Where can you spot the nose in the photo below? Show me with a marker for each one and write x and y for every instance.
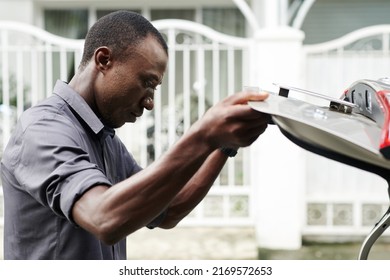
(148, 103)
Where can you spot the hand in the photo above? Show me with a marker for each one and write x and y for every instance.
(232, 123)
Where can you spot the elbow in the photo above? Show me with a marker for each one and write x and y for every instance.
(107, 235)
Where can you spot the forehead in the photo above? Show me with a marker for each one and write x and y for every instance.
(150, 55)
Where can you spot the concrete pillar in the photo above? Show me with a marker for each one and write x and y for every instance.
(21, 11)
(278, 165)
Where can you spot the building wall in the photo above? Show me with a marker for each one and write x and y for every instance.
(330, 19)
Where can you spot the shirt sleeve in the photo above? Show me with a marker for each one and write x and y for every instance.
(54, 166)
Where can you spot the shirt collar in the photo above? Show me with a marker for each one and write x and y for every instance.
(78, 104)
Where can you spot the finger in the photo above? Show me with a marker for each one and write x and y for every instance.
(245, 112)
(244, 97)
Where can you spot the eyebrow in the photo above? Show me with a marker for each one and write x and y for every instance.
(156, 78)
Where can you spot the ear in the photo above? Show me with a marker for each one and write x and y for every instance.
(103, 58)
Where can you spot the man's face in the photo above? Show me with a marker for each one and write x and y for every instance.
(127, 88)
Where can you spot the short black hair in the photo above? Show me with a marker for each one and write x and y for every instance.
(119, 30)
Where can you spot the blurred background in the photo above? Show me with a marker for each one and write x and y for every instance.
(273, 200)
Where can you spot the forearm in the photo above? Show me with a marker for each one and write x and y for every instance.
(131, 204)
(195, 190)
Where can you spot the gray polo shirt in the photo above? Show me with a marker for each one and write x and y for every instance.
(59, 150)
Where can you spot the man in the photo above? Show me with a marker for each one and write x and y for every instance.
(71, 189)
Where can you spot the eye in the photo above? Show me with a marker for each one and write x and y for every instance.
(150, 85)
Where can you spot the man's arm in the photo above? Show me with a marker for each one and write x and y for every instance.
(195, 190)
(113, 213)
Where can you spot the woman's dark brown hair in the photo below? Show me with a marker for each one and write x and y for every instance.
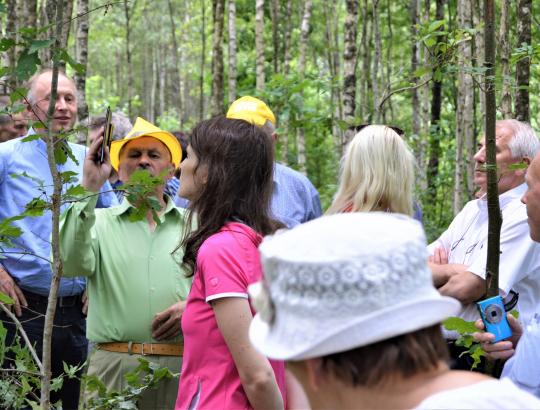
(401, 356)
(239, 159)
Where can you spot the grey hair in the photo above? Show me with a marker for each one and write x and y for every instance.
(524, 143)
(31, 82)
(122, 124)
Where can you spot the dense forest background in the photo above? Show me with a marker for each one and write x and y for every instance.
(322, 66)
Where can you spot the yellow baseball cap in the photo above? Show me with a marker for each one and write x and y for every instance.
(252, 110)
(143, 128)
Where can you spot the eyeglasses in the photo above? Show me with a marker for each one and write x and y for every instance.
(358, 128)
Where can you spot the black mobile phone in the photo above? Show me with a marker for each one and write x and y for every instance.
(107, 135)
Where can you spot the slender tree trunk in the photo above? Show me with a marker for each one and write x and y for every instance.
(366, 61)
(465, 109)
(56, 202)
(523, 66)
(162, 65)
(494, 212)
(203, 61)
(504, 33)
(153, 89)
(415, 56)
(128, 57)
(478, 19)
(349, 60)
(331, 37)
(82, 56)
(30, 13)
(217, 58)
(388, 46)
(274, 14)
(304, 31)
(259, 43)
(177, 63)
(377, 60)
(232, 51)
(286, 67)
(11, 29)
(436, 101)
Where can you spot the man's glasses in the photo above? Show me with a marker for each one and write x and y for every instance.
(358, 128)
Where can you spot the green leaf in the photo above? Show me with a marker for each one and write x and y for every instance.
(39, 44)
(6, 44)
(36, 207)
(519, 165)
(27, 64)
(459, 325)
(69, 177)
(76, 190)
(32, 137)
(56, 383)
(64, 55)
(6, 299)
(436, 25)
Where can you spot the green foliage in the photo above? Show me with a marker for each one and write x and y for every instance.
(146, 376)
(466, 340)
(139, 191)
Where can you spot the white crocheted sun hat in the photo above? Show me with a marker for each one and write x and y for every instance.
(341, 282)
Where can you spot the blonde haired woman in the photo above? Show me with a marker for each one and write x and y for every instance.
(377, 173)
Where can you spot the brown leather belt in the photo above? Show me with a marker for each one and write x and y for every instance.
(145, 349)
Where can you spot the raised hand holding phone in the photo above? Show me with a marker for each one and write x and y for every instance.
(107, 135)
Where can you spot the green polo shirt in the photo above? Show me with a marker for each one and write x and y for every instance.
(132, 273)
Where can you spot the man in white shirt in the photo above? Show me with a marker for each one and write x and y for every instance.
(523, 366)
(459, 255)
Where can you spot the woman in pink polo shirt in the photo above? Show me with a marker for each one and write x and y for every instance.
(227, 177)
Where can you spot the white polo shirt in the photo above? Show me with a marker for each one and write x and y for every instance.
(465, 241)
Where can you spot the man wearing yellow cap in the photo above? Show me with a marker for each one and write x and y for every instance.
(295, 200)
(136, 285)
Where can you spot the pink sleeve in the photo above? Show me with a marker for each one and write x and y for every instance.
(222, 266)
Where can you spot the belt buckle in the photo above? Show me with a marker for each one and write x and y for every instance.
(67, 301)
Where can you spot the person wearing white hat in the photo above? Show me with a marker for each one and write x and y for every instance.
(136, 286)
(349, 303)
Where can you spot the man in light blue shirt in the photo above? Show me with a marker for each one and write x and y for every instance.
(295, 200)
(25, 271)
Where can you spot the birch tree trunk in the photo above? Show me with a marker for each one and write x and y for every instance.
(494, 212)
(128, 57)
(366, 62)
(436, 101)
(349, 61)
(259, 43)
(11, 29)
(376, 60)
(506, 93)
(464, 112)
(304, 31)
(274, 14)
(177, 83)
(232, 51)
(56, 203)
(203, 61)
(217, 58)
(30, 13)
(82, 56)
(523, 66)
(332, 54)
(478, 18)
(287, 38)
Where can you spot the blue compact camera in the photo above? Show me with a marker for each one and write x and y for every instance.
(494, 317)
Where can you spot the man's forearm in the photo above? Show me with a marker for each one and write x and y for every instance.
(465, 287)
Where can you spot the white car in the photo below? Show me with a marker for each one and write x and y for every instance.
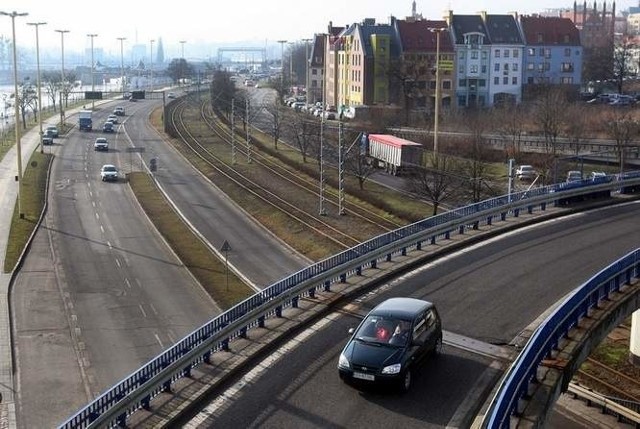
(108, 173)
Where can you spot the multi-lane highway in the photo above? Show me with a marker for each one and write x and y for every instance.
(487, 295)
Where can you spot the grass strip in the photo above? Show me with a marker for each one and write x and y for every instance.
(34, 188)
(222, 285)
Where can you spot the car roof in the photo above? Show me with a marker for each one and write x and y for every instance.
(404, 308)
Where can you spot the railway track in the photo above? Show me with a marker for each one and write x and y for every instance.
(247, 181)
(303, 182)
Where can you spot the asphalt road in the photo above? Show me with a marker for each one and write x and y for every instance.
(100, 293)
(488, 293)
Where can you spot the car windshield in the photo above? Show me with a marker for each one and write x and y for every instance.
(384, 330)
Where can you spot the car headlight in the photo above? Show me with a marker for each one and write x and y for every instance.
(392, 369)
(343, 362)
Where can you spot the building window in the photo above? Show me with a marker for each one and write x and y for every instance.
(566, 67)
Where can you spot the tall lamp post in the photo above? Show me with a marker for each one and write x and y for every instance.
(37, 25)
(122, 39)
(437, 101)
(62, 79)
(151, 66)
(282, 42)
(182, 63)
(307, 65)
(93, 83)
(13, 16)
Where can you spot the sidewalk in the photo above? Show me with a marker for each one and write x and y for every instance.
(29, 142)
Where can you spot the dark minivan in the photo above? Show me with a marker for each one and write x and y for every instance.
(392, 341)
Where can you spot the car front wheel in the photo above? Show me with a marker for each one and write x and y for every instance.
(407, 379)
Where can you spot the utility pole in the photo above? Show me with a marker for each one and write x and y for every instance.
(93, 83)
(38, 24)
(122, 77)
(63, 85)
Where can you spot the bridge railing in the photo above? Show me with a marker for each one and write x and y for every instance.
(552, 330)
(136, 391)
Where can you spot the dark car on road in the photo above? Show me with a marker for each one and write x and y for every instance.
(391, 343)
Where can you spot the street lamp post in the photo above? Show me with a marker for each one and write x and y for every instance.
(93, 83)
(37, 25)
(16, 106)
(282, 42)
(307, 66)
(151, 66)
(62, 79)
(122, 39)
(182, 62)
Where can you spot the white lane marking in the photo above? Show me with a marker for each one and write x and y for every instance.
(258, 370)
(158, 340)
━━━━━━
Task objective:
Restate exactly, and only, the line containing "Where can you spot the bridge" together with all lines after it to the end of the material.

Written reply:
Where can you spot the bridge railing in the photo above? Show me with a marker for each one and write x and y for every instance.
(552, 330)
(136, 391)
Where can you spot the dark car on road in the photo above? Show me with a marker for each one and write x and y for every instance.
(391, 343)
Where can you spot the street lamp post in the photo above? Show me with a marker for each one and write x and y for every instance.
(93, 83)
(37, 25)
(16, 106)
(282, 42)
(307, 66)
(151, 66)
(62, 79)
(122, 39)
(182, 62)
Where can you spot the white lane marking in the photo above? Show me with a marker for each one and write x and y for every instance.
(258, 370)
(158, 340)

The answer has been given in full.